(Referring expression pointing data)
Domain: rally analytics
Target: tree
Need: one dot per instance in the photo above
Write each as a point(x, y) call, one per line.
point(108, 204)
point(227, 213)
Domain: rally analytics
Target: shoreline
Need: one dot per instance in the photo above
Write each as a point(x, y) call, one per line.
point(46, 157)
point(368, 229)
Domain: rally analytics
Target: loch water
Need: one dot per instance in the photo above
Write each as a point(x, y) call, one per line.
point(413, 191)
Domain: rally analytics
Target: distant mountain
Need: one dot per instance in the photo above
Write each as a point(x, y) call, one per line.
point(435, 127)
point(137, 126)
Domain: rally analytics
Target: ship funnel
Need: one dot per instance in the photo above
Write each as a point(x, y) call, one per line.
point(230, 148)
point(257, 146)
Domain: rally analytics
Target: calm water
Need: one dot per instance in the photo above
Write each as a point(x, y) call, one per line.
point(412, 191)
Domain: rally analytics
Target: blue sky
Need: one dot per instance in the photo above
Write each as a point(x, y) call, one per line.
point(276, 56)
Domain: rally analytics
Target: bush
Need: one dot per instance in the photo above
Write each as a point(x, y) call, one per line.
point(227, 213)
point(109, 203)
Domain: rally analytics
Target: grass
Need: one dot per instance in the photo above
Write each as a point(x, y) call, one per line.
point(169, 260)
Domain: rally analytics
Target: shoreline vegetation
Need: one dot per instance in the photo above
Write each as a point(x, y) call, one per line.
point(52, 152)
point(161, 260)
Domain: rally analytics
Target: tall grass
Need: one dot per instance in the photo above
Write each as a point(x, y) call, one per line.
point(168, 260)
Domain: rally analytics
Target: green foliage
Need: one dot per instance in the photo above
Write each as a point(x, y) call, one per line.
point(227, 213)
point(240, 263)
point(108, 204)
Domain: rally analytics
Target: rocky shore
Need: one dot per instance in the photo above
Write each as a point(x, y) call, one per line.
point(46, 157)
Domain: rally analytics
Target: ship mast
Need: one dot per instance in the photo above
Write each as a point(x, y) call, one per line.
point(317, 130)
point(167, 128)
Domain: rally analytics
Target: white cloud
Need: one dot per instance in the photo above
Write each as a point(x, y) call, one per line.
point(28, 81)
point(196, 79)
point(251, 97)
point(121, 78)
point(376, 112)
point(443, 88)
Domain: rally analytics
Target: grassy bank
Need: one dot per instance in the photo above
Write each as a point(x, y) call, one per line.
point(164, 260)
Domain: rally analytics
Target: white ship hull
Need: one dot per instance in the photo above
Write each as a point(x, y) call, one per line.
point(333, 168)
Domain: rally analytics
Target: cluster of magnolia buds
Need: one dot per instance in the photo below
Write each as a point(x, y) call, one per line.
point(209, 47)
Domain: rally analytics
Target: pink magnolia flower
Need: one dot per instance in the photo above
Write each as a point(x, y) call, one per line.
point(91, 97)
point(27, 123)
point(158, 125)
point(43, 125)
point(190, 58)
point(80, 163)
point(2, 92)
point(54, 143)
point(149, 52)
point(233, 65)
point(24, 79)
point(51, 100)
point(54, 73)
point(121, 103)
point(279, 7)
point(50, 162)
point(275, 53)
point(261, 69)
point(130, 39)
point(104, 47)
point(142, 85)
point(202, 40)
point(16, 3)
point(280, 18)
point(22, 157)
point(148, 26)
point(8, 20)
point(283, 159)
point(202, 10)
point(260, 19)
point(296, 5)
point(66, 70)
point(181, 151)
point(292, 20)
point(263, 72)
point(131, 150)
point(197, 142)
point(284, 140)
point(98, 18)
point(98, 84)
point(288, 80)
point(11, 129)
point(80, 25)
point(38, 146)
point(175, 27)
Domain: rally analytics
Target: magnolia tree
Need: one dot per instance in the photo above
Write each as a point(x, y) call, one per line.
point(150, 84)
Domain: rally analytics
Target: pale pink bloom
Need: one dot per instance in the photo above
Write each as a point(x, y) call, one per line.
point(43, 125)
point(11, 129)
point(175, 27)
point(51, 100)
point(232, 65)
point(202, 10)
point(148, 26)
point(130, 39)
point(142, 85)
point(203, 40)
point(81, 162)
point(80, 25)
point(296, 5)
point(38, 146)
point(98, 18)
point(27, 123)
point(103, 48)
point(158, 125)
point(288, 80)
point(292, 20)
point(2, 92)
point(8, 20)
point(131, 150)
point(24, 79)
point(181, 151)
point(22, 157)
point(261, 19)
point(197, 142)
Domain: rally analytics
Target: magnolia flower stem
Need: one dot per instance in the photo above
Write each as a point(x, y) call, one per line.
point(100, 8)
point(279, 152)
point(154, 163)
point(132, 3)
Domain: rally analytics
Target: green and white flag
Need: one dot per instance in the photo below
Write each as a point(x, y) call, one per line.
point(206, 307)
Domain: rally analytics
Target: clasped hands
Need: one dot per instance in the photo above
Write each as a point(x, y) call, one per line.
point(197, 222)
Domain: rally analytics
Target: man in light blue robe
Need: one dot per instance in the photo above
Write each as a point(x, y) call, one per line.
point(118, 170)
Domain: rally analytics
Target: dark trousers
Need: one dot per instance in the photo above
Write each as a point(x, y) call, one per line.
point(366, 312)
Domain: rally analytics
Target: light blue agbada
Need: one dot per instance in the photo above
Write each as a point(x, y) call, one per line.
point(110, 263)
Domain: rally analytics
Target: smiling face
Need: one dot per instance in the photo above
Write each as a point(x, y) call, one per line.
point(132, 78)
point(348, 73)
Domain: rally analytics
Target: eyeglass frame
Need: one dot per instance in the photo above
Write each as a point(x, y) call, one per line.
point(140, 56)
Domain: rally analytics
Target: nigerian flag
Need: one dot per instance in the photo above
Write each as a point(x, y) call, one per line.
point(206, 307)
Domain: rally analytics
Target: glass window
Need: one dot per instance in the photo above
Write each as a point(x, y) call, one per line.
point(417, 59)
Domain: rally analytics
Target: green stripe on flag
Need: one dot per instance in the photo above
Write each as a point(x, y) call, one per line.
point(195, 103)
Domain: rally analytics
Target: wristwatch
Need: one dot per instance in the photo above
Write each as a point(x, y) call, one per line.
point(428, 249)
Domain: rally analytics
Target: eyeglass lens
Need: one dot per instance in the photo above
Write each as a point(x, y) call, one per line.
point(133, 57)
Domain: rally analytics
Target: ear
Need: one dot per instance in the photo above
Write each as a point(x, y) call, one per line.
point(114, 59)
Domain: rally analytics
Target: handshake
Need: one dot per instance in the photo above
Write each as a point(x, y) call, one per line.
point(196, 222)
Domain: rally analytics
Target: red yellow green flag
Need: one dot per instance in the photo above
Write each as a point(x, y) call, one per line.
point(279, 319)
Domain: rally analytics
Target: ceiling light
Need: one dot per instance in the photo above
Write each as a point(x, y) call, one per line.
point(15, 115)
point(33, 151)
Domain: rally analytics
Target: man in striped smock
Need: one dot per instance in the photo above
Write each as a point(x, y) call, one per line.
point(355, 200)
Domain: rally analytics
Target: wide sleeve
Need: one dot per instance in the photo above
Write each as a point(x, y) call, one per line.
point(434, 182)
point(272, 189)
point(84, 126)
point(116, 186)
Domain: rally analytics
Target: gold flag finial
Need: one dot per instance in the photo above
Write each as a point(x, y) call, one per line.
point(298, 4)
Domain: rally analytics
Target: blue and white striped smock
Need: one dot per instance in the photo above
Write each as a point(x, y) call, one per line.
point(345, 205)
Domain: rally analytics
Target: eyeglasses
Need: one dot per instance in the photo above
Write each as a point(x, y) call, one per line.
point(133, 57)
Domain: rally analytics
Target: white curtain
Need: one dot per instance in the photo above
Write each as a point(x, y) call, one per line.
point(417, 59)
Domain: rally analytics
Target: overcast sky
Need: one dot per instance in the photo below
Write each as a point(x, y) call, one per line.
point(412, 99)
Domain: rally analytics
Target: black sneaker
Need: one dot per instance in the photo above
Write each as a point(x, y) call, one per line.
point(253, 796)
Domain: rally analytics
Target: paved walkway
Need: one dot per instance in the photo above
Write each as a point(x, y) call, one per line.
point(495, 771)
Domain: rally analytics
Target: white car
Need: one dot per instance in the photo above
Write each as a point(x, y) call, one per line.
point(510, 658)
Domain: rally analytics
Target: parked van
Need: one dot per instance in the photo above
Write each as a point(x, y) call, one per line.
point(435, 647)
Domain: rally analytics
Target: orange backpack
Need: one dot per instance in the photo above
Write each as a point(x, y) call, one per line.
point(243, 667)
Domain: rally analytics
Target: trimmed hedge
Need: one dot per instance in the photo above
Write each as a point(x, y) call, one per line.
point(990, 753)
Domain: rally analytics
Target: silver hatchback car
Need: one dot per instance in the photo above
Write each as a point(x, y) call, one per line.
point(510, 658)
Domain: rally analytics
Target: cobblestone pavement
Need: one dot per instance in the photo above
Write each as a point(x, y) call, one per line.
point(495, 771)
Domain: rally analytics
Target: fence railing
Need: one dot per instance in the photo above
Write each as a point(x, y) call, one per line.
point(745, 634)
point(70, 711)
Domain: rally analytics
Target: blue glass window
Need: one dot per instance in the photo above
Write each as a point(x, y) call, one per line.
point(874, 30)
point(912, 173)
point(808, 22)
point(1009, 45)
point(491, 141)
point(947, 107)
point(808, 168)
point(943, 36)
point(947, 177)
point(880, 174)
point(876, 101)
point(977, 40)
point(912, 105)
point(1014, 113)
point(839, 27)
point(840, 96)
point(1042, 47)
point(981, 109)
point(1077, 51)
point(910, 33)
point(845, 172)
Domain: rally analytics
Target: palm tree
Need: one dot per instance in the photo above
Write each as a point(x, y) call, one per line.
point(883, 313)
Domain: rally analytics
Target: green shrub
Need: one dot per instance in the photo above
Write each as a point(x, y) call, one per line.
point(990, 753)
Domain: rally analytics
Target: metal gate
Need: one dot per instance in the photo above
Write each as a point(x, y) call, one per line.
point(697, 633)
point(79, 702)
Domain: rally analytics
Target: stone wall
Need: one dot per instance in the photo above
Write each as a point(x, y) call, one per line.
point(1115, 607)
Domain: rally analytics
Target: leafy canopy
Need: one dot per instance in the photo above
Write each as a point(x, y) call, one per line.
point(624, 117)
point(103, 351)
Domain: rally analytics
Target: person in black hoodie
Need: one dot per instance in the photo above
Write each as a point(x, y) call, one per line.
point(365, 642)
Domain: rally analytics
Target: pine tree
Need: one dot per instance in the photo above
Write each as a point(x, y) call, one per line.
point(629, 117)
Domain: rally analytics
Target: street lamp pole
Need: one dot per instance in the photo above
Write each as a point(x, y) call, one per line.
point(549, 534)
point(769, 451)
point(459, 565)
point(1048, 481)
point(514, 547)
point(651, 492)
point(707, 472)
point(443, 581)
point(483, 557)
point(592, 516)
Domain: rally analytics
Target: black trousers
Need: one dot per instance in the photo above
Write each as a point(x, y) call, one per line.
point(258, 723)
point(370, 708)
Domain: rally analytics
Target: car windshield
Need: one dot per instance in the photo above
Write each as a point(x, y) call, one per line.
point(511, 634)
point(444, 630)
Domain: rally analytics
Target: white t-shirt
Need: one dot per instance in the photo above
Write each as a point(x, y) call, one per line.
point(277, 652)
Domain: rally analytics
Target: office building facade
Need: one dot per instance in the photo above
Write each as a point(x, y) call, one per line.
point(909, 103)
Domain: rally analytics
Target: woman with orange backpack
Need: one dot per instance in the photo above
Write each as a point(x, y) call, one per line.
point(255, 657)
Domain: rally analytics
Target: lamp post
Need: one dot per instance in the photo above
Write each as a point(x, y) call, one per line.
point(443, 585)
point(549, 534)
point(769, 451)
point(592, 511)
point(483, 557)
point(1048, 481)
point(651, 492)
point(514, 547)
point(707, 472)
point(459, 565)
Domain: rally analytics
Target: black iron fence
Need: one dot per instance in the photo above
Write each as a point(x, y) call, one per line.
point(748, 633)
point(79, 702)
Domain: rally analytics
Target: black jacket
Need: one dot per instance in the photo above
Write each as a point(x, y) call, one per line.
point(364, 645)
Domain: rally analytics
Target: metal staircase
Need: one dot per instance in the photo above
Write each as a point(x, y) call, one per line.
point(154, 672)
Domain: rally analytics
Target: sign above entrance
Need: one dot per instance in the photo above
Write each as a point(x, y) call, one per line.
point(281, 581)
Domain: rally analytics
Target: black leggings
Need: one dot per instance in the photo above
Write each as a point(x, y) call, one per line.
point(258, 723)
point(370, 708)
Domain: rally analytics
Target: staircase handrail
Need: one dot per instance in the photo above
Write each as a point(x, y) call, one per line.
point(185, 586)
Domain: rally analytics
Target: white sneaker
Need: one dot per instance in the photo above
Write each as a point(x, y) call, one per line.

_Work required:_ Starting at the first line of the data above, retype each line exactly until you reach the line containing "Target: white cloud", and include that line too.

_Answer for the task:_
Domain: rally analytics
Target: tree
Need: one dot per instance in the photo above
Write each as a point(x, y) call, one per line.
point(108, 204)
point(227, 213)
Domain: rally analytics
Target: shoreline
Need: one dot per instance in the photo above
Write each as a point(x, y) call, one per line.
point(46, 157)
point(368, 229)
Domain: rally analytics
Target: loch water
Need: one dot per instance in the photo above
Write each as a point(x, y) call, one per line.
point(413, 191)
Domain: rally analytics
Target: distant mountain
Need: one dot per instance in the photo above
Write each as a point(x, y) call, one per line.
point(435, 127)
point(137, 126)
Domain: rally analytics
Target: ship funnel
Need: one dot per instance in the photo above
Write each as a point(x, y) call, one per line.
point(230, 148)
point(257, 146)
Domain: rally analytics
Target: calm water
Need: one dot per instance in the photo above
Write each as a point(x, y) call, one per line.
point(412, 191)
Domain: rally analytics
Target: blue sky
Need: one dot per instance in the photo above
Write each as a point(x, y) call, one per line.
point(276, 56)
Domain: rally analytics
Target: bush
Need: one dot per instance in the photo above
Write each as a point(x, y) call, one per line.
point(227, 213)
point(109, 203)
Domain: rally analytics
Target: grass
Need: one dot per instance in the photo above
Write each as a point(x, y) call, one per line.
point(169, 260)
Domain: rally analytics
Target: shoreline vegetation
Need: one dot per instance in the photo above
Write each as a point(x, y) call, one per line.
point(52, 152)
point(161, 260)
Domain: rally analytics
Target: tall grass
Need: one dot per instance in the photo above
Write each as a point(x, y) call, one per line.
point(168, 260)
Domain: rally analytics
Target: green foliage
Need: one dot per instance in the photo above
Write each as a point(x, y) call, one per line.
point(227, 213)
point(240, 263)
point(108, 204)
Domain: rally analytics
Target: rocky shore
Need: one dot per instance in the photo above
Write each as a point(x, y) call, one per line.
point(46, 157)
Domain: rally analytics
Target: ship mast
Need: one dot per instance in the photo above
Write each as a point(x, y) call, one per line.
point(317, 130)
point(167, 128)
Domain: rally analytics
Target: white cloud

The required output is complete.